»»

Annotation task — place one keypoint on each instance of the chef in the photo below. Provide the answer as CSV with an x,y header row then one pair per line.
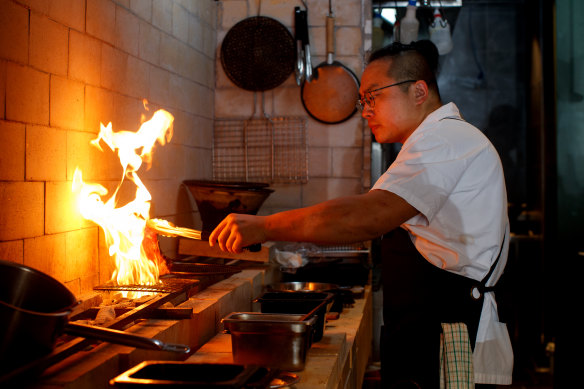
x,y
441,210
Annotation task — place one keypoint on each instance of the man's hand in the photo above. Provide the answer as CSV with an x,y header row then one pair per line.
x,y
237,231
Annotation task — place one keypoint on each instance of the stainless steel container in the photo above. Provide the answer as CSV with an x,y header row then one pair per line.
x,y
273,340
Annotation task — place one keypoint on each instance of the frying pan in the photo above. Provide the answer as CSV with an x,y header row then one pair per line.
x,y
34,310
258,53
331,96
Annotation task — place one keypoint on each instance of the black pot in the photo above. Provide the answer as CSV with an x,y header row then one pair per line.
x,y
217,199
34,310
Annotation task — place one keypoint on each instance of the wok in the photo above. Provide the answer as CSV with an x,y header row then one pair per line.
x,y
34,310
330,97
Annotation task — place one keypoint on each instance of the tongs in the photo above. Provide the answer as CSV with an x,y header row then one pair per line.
x,y
166,228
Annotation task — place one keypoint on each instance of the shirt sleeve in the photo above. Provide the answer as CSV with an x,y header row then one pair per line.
x,y
424,174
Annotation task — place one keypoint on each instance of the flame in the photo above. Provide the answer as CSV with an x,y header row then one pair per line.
x,y
138,260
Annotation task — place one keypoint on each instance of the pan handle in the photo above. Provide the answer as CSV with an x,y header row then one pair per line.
x,y
121,337
299,34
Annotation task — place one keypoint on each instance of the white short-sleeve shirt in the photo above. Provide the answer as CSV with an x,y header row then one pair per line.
x,y
451,173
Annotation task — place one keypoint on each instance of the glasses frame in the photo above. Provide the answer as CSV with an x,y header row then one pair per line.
x,y
368,98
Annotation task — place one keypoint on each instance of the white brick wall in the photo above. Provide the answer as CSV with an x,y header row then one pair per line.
x,y
338,154
66,66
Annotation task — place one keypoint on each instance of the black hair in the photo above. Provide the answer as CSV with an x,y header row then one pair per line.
x,y
417,61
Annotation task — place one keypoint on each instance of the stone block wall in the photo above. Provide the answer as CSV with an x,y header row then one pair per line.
x,y
65,67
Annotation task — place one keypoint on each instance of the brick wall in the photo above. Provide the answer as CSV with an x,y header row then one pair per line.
x,y
66,66
339,154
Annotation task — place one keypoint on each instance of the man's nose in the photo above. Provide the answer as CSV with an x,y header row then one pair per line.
x,y
367,111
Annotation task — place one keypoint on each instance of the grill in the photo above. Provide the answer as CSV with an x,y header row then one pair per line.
x,y
166,285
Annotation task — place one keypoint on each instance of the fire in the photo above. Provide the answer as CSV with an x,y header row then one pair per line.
x,y
137,261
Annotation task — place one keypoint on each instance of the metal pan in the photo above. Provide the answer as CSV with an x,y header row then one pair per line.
x,y
258,53
331,96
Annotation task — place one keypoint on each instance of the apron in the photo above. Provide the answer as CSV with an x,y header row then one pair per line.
x,y
417,298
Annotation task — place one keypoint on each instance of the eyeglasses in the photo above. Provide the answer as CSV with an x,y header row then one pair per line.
x,y
368,98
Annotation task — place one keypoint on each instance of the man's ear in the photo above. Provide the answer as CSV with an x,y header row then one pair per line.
x,y
420,91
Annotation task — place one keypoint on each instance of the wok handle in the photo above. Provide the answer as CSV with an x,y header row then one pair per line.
x,y
124,338
330,38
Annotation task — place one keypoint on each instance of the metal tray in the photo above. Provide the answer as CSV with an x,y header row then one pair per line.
x,y
273,340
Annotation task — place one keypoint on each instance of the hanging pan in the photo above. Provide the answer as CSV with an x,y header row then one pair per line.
x,y
331,96
258,53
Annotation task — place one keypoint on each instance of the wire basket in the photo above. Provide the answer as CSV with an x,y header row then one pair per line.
x,y
272,150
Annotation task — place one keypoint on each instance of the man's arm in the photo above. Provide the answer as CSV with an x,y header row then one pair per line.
x,y
338,221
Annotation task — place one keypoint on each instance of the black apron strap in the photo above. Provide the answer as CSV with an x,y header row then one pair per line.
x,y
417,298
482,288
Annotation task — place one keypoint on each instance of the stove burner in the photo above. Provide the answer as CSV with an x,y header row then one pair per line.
x,y
166,285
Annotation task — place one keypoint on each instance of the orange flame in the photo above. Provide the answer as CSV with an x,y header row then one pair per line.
x,y
124,227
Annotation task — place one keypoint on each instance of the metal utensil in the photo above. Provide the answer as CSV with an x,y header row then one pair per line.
x,y
166,228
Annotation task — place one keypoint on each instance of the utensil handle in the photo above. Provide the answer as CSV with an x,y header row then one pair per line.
x,y
121,337
330,37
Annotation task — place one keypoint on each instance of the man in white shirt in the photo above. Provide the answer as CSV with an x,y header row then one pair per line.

««

WHAT THE TASK REQUIRES: Omit the images; transcribe the listing verbatim.

ANSWER TO THIS PROBLEM:
Annotation task — place one keypoint on each instance of the chef in the photo below. Provide the answer as CSV with an x,y header row then one pair per line.
x,y
441,210
Annotation task — place one keypoint on each instance of the man's hand in the photo above. Provide the answer as CSV with an x,y header row then one pair per line.
x,y
237,231
Annotation task — place one keypoint on each instance of the stainless steel container in the photo above. Provide the answer as CSV with an x,y header row then one pair per line.
x,y
273,340
Annotation task — place one keypoint on each instance of the frying pan in the photo above. Provide the answer as CSV with an x,y header row then one pair per line.
x,y
34,310
258,53
331,96
Annotation task — place one keypoint on each instance of the black pot in the photo above. Provide the answer as CSV with an x,y header row then one pair per line.
x,y
217,199
34,310
Annotation task — place one keypoint on each instance of the wok in the photo above. Provide the answer as CSV with an x,y header row then one pair per line.
x,y
34,310
330,97
Annotation task — place one keypoint on each instance of the tongs in the photo above. Provide the answer as CSV with an x,y header row then one pair per line.
x,y
166,228
Annotation task — place one keypoint on each instance of the shirt sleeve in the photo above. Provide the answer as CSV with an x,y header row then one pair per line.
x,y
424,174
Annotation task — place one keypoint on each instance of the flame in the photo above. Provide the answer as CSV with an x,y header row then one pair per line.
x,y
138,260
Annotation task — place one keypoint on each instance of the pan handle in the photo above. Provide the answer as CSV with an x,y header row then one pair per line.
x,y
121,337
299,34
Annotation task — place one keypoint on each instance of the white short-sleeve shirt in the photo above. Provide the answer as CSV with an x,y header row then one pair per line.
x,y
451,173
Annotation task — place one keypoint on each instance of the glasses frame in the photo above. Provide the answer as CSV with an x,y header row then one pair per line.
x,y
368,98
Annotation task — place one keypoint on each instance of the white brick wall in the photo above. Provide the answer as CSV with an x,y header row then one pair per line.
x,y
338,154
66,66
Annotation task — place one keypoint on each instance of the black hair in the photo above. Provide the answer as CSV with an x,y header row then one pair per line.
x,y
417,61
Annotation task — place one keypoint on each instance of the stone block wall in the photo above. Provide the answer as CSV with an x,y header row then one pair per line.
x,y
65,67
Annotation task — place one keypoint on each instance of the brick wall in the photo above. Provide the answer as CSV with an x,y header row then one pair per line.
x,y
66,66
339,154
Annotation task — place one keypoint on each instance of the man's nose in the photo above. Provide the answer as CSV with an x,y header row then one pair per line.
x,y
367,111
Annotation task — place one keypoint on each instance of the grill in the photo above. Provide the answer as CSV with an x,y header row then one pair per line.
x,y
166,285
Annotation task — place one keypoint on each instance of the fire in the photo above. Provide the answer as CSV with an x,y header row then one pair per line.
x,y
137,261
Annotation task — place one keypoint on each instance of the metal pan in the photo above. Provide the answer as CSV with an x,y header row then one pair per line.
x,y
258,53
331,96
Annotation task — place one keypoint on each instance of the apron in the photo above. Provide the answer as CSV with an x,y header row then one pair per line.
x,y
417,298
Annotation task — place one keypoint on each instance of the eyeglasses in the photo above. Provide the answer as CSV with an x,y header row then one pair per line.
x,y
368,98
Annotation task — place one keypoint on each instance of the man's ear in the photo above. Provide the answer as CSV with an x,y header row then one pair per line.
x,y
420,91
Annotation task — place one keypoint on each instance of the wok handle in the photo above. Provide the answer as CSV with an x,y header row then one pair per line.
x,y
124,338
330,38
Annotation task — place one keypoint on each instance of the metal tray in the photo above. Provide the answer as CSV with an x,y header row then one pair per line.
x,y
273,340
Annotation task — place one keypoint on each instance of the hanging pan in the photo above. Provide the answer as CSV with an x,y header row then one pair per line.
x,y
331,96
258,53
Annotation task — place one keypoint on each instance of the wire basket in the photo above. Provide the answer as CSV with an x,y header row then one pair per line.
x,y
272,150
Annotation task — place one keypoint on each instance of the man's arm in the photo above. Provide the answer as CSV with an x,y header row then one pair per line.
x,y
338,221
Annotation task — place one keypoint on each instance of the black apron strap in the photo above. Provide the answer as CSV with an x,y header row then one pair per line.
x,y
417,298
482,288
Annotation task — place one keypoint on each instance of the stove burner in the photo above. Provide the answer as CSV with an x,y header row then one pair per line.
x,y
166,285
Annotation task — place one keypoint on each instance of the orange flame in the photo above. Provide the answer as CSV with an x,y header row then one pair per line.
x,y
124,227
Annotation task — place one keypoint on each instance of the metal utensil in the photo above. Provide the answer as CSV with an x,y header row then one pair per line.
x,y
166,228
Annotation task — place one keypoint on each instance of the utensil handle in the photo above. Provide the answer as CSV with an x,y header row then one pair per line.
x,y
121,337
330,37
Annotation task — place one keypoint on each instance of the man in white shirt in the photo above. Provide the answer as CSV with an x,y header row then one pair per line.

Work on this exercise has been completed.